• **Task brief**:
Continue the forum thread about the Blackwater buck from its last line, matching the tone of the posts before it.

# The BW Finale!!!!



## skullmount1988 (Dec 13, 2010)

Got off work this afternoon and headed up to bw with my cousin. We hunted opposite sides of a creek head. My cousin seen about ten does or so then around 515 I see movement comin out the creek look through my scope and its a doe workin her way right to me. She gets 20 yards right in front of me then I see movement right behind her put the scope on it and see horns and bang he pikes up in the bottom bout 30yards from where I shot him. Best bw buck to date and a heck of a nice end to the season


----------



## 192 (Oct 1, 2007)

Nice job!


----------



## Emerald Ghost (Mar 11, 2008)

What a way alright !


----------



## bowfisher91 (Feb 19, 2008)

Fine Buck!


----------



## ArcherTCB (Nov 25, 2012)

Great BW buck!!


----------



## MikeG (Oct 5, 2007)

Congrats


----------



## MULLET HUNTER (Oct 3, 2007)

Awesome buck...


----------



## jspooney (Oct 2, 2007)

Well done


----------



## scbass (Feb 1, 2008)

Good job


----------



## my3nme (Oct 9, 2007)

Congrats, best feeling in the world


----------



## GatorUSN (Jan 17, 2012)

Great job. Money BW Buck!


----------



## Jason (Oct 2, 2007)

110% better ending then me..... hahaha CONGRATS!!!


----------



## EmeraldGhostJr (Aug 21, 2012)

Nice job skullmount!


----------



## Jaw Jacker (Jul 29, 2009)

:thumbup: Fine buck Man :thumbsup:


----------



## Big "E" (Dec 6, 2012)

Congrats!


----------



## Bodupp (Oct 3, 2007)

That's nice right there, I don't care who you are. Way to close out!:thumbup:


----------



## espo16 (Apr 21, 2008)

Attaboy!


----------



## zgobbler5 (Jan 1, 2013)

Nice buck, especially at Blackwater. Congrats


----------



## skullmount1988 (Dec 13, 2010)

Thanks fellas! I really wish I could have run into this deer in another two years. He was maybe a two yr old deer but there was no way I was gonna let him walk.


----------



## seabass (May 7, 2009)

correct me if i'm wrong but don't you need a hunting license to hunt in bw I was told from some guy's that know you that said you lost your's on account of illegal activities what's up with that


----------



## skullmount1988 (Dec 13, 2010)

• **Provided material**:
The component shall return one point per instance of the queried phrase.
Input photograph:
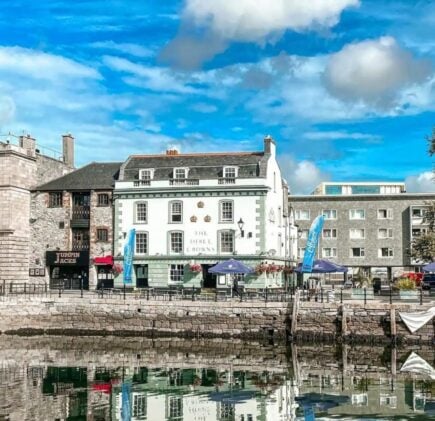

• **Task answer**:
seabass said:


> correct me if i'm wrong but don't you need a hunting license to hunt in bw I was told from some guy's that know you that said you lost your's on account of illegal activities what's up with that


You are correct I did have them taken away for illegal hunting. But I got them back but thanks for calling me out douche


----------



## skullmount1988 (Dec 13, 2010)

Heres a pic of my hunting license for you. Maybe you should get your facts straight before calling someone out on something you obviously know nothing about. I harvested this deer completley legal and if u could pm me the names of the people who told you this.


----------



## skullmount1988 (Dec 13, 2010)

skullmount1988 said:


> You are correct I did have them taken away for illegal hunting. But I got them back but thanks for calling me out /QUOTE]


----------



## Travis12Allen (Jun 1, 2011)

seabass said:


> correct me if i'm wrong but don't you need a hunting license to hunt in bw I was told from some guy's that know you that said you lost your's on account of illegal activities what's up with that


A simple PM would have sufficed.


----------



## Geronimo (Oct 2, 2007)

Sounds like some hating going on!


----------



## jspooney (Oct 2, 2007)

Yeah, that is pretty low class.


----------



## GatorUSN (Jan 17, 2012)

Haters gonna hate....


----------



## John B. (Oct 2, 2007)

Nice deer!

Sent from my LG G2X using Forum Runner


----------



## jcoss15 (Oct 11, 2010)

If it was taken illegally doubt he would have posted it on a public forum...nice deer!


----------



## titan77 (May 13, 2012)

We can all tell seaass is a winner not


----------



## scbass (Feb 1, 2008)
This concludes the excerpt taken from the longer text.